Work order:
Transcribe all of the entries, matching each one exactly.

Source information:
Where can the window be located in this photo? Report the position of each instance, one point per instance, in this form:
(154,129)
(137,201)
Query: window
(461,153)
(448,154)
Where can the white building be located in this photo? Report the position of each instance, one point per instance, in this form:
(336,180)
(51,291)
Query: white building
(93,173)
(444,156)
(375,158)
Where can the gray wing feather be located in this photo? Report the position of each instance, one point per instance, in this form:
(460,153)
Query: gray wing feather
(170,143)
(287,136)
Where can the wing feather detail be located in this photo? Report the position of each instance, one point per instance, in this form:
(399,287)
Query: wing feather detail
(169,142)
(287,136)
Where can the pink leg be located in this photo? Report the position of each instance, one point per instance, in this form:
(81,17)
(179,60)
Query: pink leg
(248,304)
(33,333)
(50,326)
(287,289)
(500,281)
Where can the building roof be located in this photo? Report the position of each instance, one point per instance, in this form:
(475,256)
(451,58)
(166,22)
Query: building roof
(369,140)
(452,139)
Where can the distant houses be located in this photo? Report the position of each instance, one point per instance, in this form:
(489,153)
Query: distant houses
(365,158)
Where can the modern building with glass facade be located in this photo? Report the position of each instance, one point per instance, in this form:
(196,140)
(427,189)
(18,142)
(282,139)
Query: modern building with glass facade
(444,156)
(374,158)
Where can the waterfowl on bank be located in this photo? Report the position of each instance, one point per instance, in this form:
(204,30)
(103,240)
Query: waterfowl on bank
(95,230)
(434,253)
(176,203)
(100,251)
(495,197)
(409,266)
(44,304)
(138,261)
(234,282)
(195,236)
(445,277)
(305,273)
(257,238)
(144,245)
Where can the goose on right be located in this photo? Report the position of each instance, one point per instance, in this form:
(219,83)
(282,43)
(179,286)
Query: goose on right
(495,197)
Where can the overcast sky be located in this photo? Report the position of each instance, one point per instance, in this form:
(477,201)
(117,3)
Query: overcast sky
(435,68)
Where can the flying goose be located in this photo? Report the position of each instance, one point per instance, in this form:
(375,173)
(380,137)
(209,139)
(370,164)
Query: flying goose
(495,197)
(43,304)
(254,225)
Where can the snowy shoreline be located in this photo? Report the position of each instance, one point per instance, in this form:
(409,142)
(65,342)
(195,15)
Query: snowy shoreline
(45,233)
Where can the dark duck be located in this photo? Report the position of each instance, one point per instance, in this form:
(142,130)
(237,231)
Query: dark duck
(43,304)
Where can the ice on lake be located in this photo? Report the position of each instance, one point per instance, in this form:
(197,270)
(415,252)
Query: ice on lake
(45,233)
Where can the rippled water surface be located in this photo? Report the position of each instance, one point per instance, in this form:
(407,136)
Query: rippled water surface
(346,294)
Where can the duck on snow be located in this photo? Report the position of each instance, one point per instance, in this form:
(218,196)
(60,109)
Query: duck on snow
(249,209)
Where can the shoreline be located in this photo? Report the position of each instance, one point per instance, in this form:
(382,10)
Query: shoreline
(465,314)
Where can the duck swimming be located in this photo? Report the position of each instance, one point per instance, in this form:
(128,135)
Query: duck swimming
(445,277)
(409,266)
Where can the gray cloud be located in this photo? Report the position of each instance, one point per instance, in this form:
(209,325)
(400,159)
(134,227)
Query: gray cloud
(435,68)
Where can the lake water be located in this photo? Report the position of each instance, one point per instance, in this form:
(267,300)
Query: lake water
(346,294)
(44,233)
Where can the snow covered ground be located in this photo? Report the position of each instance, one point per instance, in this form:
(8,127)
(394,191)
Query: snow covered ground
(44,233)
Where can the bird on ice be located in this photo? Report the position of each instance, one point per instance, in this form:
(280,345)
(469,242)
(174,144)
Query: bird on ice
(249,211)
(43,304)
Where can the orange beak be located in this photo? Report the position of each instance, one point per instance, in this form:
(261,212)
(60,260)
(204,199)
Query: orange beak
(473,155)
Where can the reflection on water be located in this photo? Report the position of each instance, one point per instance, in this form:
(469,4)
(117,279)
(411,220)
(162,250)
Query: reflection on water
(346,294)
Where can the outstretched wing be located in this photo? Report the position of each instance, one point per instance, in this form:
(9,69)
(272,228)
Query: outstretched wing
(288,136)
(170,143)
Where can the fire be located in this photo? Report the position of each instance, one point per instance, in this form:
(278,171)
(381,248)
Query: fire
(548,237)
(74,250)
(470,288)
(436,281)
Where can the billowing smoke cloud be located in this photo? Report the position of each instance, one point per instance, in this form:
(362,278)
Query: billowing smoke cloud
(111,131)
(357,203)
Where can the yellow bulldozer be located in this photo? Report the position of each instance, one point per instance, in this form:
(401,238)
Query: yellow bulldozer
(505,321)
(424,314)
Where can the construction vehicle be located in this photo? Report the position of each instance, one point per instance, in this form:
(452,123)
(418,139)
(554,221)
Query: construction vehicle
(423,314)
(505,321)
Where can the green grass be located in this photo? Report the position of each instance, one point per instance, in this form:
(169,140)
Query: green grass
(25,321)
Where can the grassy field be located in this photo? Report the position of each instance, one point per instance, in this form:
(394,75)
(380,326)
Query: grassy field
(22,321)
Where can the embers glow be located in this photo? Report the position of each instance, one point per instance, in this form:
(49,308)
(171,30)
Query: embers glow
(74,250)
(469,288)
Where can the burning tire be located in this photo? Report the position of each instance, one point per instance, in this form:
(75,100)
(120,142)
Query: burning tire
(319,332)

Output:
Where can the window be located in this photo? Report the position of each instance, one point per instance, in this form:
(154,129)
(137,201)
Query: window
(461,153)
(448,154)
Where can the white building be located in this photo? Report the position of each instance, one point per instance, in this form:
(336,180)
(51,291)
Query: white building
(93,173)
(444,156)
(375,158)
Where can the gray wing feather be located in this photo? Report the position of each instance, one point per instance, in this form:
(460,153)
Query: gray wing feather
(170,143)
(287,136)
Where can the wing feather detail be located in this photo? Report the position of each instance, one point per instance, in this form:
(399,287)
Query: wing feather detail
(169,142)
(287,136)
Where can the pink leg be located in this photo? Report the position of each instance, one point per instance, in this form:
(81,17)
(179,60)
Query: pink leg
(248,304)
(33,333)
(50,326)
(287,289)
(500,281)
Where can the building roof be located in this photo? Report the position of each instance, one point per instance, in this form:
(475,256)
(451,58)
(166,22)
Query: building roof
(369,140)
(452,139)
Where can the distant houses be located in this photo? Report the position of each instance, one point per instance, in this form:
(489,153)
Query: distant houses
(365,158)
Where can the modern building with glass facade be located in this photo? Report the position of each instance, one point per instance, in this form:
(196,140)
(427,189)
(18,142)
(282,139)
Query: modern building with glass facade
(444,156)
(374,158)
Where can the waterfowl on bank be located in this photo? Report the position of each instance, one point per instance, in this form:
(204,30)
(103,240)
Query: waterfowl on bank
(95,230)
(434,253)
(176,203)
(100,251)
(495,197)
(409,266)
(44,304)
(138,261)
(234,282)
(195,236)
(445,277)
(305,273)
(257,238)
(144,245)
Where can the goose on right be located in this photo? Report the position of each instance, one point per instance, in this form:
(219,83)
(282,43)
(179,286)
Query: goose on right
(495,197)
Where can the overcast sky be located in this photo? Report the position of each instance, one point per instance, in this form:
(477,201)
(117,3)
Query: overcast sky
(435,68)
Where can the flying goose be located in this photo? Report the position of each instance, one point per instance, in this form:
(375,173)
(380,137)
(209,139)
(370,164)
Query: flying goose
(495,197)
(43,304)
(254,225)
Where can the snowy shoreline be located in this photo? Report the position of each instance, one point per instance, in this form:
(409,142)
(65,342)
(195,15)
Query: snowy shoreline
(45,233)
Where can the dark duck be located in this photo? Report the position of each instance, one point per instance, in this form:
(142,130)
(237,231)
Query: dark duck
(43,304)
Where can the ice on lake be located in this photo? Report the position of each instance, one point per instance, in this form:
(197,270)
(415,252)
Query: ice on lake
(45,233)
Where can the rippled water surface be located in this photo? Report the position of each instance, one point per instance, in this form:
(407,136)
Query: rippled water surface
(346,294)
Where can the duck on snow be located in this photo? Report the position of each instance, one point per instance, in this form:
(218,196)
(60,109)
Query: duck on snow
(249,209)
Where can the shoreline be located in this photo? Report the position of each instance, one point per instance, in this form:
(382,10)
Query: shoreline
(465,314)
Where can the duck swimming be located in this photo? Report the position of each instance, one point per instance, in this form:
(128,135)
Query: duck swimming
(445,277)
(409,266)
Where can the gray cloud be located in this photo? Report the position of each instance, one point per instance, in this form:
(209,325)
(400,159)
(134,227)
Query: gray cloud
(435,68)
Where can the lake water be located in this photo? Report the position of each instance, one point per instance, in this form:
(267,300)
Query: lake water
(346,294)
(44,233)
Where can the snow covered ground be located in this photo? Report the position of each instance, one point per instance, in this form:
(8,127)
(394,191)
Query: snow covered ground
(44,233)
Where can the bird on ice be located in this photo? Report the position of each instance, one point per instance, in this form:
(280,345)
(469,242)
(174,144)
Query: bird on ice
(249,211)
(43,304)
Where can the orange beak be located in this photo? Report the position of each instance, one point per instance, in this form:
(261,212)
(60,260)
(204,199)
Query: orange beak
(473,155)
Where can the reflection on water be located in this photo? Report the position of each instance, one point per instance, in this form:
(469,4)
(117,279)
(411,220)
(162,250)
Query: reflection on water
(346,294)
Where can the outstretched wing be located in this photo? Report the position of each instance, one point per instance, in this form:
(9,69)
(272,228)
Query: outstretched wing
(288,136)
(170,143)
Where can the fire be located in this photo? Report the position of each instance, one point per instance, in this form:
(278,171)
(381,248)
Query: fire
(548,237)
(74,250)
(470,288)
(436,281)
Where can the billowing smoke cloud be located in this photo? Report the position of each instance, one point per instance, in this form:
(362,278)
Query: billowing smoke cloud
(111,131)
(357,203)
Where can the yellow bulldozer be located in this photo? Report the position of each instance, one point per instance, in this form:
(401,238)
Query: yellow bulldozer
(505,321)
(424,314)
Where can the construction vehicle be located in this photo? Report the position of each instance, one point per instance, in this form:
(452,123)
(418,139)
(554,221)
Query: construction vehicle
(423,314)
(505,321)
Where can the green grass be located in this photo? Report the position of each instance, one point per instance, in this form:
(169,140)
Query: green grass
(25,321)
Where can the grassy field be located in this photo? Report the position of each instance, one point per instance, in this form:
(394,75)
(380,326)
Query: grassy field
(22,321)
Where can the embers glow be located in this photo? Report the position of each instance, one point per instance, in this form:
(49,308)
(171,30)
Query: embers glow
(74,250)
(469,288)
Where can the burning tire be located in this photo? Report the position of each instance, one point per instance, in this form:
(75,100)
(120,142)
Query: burning tire
(319,332)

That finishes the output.